**Natural language region descriptions**
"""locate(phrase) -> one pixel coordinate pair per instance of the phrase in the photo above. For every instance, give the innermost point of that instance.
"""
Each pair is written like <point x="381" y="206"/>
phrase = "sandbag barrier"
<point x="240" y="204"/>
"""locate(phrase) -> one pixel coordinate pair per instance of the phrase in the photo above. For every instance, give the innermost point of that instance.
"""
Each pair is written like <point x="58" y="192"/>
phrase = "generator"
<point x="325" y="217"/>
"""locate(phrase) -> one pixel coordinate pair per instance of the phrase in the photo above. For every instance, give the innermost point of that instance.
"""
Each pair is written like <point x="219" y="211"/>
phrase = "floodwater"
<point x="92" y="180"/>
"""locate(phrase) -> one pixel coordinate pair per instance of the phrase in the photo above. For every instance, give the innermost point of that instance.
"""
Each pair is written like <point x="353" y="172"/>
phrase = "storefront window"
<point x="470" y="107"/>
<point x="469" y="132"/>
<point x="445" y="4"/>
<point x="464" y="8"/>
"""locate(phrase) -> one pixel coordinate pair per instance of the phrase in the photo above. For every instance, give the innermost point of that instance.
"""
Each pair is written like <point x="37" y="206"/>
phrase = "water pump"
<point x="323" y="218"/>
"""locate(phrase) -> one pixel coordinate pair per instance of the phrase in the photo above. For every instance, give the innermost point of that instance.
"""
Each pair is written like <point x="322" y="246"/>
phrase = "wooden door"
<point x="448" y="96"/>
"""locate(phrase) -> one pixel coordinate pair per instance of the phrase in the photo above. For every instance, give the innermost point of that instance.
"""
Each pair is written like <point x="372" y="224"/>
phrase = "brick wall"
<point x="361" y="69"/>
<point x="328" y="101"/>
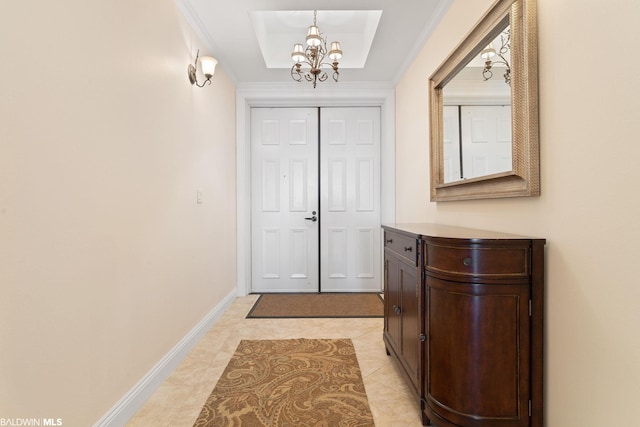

**WORK INSTRUCTION**
Some lines in the data above may hold the word "like". Say how many, with no other words.

**RESULT OF THE EXERCISE**
7